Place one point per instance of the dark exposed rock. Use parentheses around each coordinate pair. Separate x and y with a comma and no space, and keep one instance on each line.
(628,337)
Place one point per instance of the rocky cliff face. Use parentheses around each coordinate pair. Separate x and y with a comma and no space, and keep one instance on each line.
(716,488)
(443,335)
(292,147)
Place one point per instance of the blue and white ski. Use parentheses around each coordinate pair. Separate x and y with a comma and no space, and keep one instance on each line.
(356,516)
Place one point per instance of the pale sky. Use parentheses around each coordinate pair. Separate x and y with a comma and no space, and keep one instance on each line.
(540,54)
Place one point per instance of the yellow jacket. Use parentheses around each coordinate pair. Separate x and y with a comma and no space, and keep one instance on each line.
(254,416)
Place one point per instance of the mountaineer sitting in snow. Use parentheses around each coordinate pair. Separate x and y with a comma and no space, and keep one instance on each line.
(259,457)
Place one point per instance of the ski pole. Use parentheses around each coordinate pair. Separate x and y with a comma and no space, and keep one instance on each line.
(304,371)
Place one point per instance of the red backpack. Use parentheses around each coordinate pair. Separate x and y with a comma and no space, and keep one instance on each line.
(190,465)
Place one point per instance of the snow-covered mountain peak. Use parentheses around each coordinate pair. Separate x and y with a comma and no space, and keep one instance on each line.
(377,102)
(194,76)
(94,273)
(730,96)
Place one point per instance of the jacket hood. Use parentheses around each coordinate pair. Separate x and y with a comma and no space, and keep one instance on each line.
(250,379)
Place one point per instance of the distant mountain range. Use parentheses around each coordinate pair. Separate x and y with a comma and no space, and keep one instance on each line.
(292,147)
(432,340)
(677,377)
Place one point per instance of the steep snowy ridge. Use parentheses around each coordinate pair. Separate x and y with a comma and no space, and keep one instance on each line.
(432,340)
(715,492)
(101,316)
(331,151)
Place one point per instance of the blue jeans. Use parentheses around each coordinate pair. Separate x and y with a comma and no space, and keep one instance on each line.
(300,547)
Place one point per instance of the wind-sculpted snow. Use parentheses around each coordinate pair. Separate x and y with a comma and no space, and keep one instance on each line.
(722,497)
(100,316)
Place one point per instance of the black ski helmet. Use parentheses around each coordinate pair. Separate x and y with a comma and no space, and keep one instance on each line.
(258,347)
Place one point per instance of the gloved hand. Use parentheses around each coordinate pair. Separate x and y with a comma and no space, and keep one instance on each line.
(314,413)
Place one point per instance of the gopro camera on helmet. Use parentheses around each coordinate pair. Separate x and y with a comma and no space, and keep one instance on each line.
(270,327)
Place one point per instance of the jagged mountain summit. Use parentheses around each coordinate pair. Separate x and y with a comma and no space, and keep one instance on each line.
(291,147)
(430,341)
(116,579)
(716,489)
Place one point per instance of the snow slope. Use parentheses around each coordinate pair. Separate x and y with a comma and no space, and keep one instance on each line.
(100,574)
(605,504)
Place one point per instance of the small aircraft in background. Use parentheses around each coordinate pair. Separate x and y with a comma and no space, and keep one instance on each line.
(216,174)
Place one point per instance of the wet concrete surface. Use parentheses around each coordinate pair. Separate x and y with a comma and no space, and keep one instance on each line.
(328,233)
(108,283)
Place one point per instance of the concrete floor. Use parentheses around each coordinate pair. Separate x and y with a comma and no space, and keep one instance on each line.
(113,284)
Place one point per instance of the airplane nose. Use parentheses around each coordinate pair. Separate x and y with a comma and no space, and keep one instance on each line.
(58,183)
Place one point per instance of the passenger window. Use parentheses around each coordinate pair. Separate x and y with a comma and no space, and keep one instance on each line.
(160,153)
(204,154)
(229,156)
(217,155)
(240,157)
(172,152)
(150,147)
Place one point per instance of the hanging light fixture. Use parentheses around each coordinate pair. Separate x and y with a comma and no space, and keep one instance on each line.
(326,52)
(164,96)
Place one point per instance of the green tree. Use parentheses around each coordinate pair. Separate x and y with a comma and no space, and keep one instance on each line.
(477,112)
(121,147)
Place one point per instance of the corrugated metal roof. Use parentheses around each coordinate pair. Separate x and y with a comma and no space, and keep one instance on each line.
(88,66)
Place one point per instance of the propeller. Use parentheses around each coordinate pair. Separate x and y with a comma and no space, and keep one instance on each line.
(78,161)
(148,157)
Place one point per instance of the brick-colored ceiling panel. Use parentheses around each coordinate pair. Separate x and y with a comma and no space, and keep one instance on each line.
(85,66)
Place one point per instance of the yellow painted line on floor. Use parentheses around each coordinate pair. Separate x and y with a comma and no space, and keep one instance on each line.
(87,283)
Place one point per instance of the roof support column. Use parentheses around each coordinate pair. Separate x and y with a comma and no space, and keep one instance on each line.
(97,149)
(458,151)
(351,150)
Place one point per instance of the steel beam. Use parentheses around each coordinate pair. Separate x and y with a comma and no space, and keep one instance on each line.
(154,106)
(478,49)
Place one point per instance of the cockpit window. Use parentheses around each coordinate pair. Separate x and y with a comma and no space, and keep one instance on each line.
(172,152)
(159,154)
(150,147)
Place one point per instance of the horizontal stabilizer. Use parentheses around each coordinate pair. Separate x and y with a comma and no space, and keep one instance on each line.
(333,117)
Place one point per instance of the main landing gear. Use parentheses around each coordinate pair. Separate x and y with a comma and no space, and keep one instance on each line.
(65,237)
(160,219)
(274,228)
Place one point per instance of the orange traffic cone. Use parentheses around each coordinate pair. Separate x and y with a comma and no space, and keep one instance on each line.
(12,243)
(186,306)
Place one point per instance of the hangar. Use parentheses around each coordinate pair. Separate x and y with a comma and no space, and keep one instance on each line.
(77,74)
********************
_WORK REQUIRED:_
Copy out the lines verbatim, starting at the line containing "Place one point per instance of the main" and continuing through the final line.

_SOLUTION:_
Place one point per instance of the main landing gear. Use parentheses around each coordinate pair. Separate x and y with a comma and no space, and keep one instance on each line.
(65,237)
(160,219)
(274,228)
Place one point per instance of the orange traffic cone. Use parentheses around each coordinate pair. Separate x and y with a comma and no space, and keep one instance on each line.
(12,243)
(186,306)
Place one point per instance of the hangar. Use parentheses around each coordinate pair. Separate x and y with a comma and no space, and keep one instance on each line.
(77,74)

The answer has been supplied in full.